-- Extracted material start --

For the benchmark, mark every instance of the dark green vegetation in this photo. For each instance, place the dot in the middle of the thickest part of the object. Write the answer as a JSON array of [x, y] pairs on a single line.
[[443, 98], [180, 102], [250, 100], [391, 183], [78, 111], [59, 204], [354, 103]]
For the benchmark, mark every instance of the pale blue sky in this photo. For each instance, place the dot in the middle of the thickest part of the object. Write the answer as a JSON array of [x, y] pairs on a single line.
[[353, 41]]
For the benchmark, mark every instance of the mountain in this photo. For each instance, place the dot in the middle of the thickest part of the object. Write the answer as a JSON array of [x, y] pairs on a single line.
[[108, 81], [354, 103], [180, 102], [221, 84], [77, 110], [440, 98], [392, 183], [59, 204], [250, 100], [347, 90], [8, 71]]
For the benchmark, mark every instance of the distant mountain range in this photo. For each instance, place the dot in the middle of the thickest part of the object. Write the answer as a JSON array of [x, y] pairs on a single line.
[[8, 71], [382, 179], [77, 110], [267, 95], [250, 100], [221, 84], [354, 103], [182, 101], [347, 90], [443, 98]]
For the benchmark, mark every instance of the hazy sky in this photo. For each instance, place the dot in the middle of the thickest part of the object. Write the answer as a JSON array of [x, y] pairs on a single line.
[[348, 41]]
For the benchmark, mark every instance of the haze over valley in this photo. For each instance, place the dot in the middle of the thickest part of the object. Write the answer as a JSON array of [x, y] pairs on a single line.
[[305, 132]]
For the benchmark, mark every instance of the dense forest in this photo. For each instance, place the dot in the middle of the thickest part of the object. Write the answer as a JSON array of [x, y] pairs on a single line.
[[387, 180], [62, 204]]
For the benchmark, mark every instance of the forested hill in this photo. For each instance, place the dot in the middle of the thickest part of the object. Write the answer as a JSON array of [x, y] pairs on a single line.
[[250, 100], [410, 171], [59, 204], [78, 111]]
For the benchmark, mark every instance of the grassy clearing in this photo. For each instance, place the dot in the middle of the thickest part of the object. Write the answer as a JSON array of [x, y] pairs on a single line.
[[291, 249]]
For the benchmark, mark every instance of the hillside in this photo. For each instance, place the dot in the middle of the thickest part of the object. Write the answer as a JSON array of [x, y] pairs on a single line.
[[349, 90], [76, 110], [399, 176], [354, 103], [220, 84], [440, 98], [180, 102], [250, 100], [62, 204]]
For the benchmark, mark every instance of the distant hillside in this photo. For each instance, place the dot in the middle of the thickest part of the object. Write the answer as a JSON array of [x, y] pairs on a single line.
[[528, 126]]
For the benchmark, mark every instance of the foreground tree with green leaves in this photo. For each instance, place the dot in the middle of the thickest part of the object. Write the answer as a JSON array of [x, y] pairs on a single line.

-- Extracted material end --

Format every line of the listing above as a JSON list of strings, one string per line, leaving out blank lines.

## In response
[
  "For the benchmark, mark every instance of the dark green vegetation in this photo. For each instance, place the dot in the middle of the thickest part of the object. Write the answer as a JSON array of [x, y] pairs on a single line.",
  "[[443, 98], [180, 102], [250, 100], [391, 183], [78, 111], [59, 204], [354, 103]]",
  "For the benchmark, mark every instance of the pale blue sky in this photo. For each instance, place the dot in the middle of the thickest part of the object. Write the answer as a JSON array of [x, y] pairs on a single line.",
  "[[353, 41]]",
  "For the benchmark, mark every instance of the mountain in this photo. For each instance, place the dot in the middle of the thickest part of the object. Write the answer as a JSON array of [x, y] pairs on a single line.",
  "[[108, 81], [354, 103], [180, 102], [221, 84], [77, 110], [440, 98], [392, 183], [59, 204], [250, 100], [347, 90], [8, 71]]",
  "For the benchmark, mark every instance of the distant mountain range in this photo. For each instance, place the dot in the middle of the thickest part of the object. Write the answer as a JSON array of [x, y] pairs on a single line.",
  "[[8, 71], [382, 179], [77, 110], [267, 95], [250, 100], [221, 84], [354, 103], [182, 101], [347, 90], [443, 98]]",
  "For the benchmark, mark every instance of the hazy sky in this photo. For each instance, place the dot in the middle of the thickest part of the object. Write the answer as a JSON array of [x, y] pairs on a single line.",
  "[[348, 41]]",
  "For the benchmark, mark every instance of the haze over valley in this photo. For each instance, place the dot in the middle of the thickest part of the object. Write the answer as a JSON array of [x, y] pairs on a single line.",
  "[[305, 132]]",
  "For the benchmark, mark every instance of the dense forest in this photo. For each instance, place the dot in the middle of the thickest part of the object. Write the answer as a JSON array of [x, y] pairs on a single line.",
  "[[387, 180], [62, 204]]",
  "For the benchmark, mark every instance of the forested hill in this photo. For each instance, place the dot in the middle of the thickest part of the object. Write the answer as a JSON array of [x, y] pairs on a single line.",
  "[[250, 100], [410, 171], [59, 204], [78, 111]]",
  "For the benchmark, mark every instance of the grassy clearing in this photo. For each instance, place the dot in the middle of the thickest part of the object. Write the answer as a JSON array of [x, y] pairs on a single line.",
  "[[291, 249]]",
  "For the benchmark, mark every instance of the hillside in this photo. For each instance, place the dot in the middle of the thickest part of the object. Write the answer as a JSON array of [x, y] pairs on a single line.",
  "[[349, 90], [76, 110], [399, 176], [354, 103], [220, 84], [440, 98], [180, 102], [250, 100], [62, 204]]",
  "For the benchmark, mark every instance of the distant hillside in this photo. For each instance, place the dot in the middle of the thickest part of the object. Write the answer as a JSON array of [x, y] pairs on a single line.",
  "[[528, 126]]",
  "For the benchmark, mark every instance of the foreground tree with green leaves in this photo. For each instance, place the dot in the middle of the thickest part of the object. Write the answer as a JSON array of [x, y] pairs on a single line."
]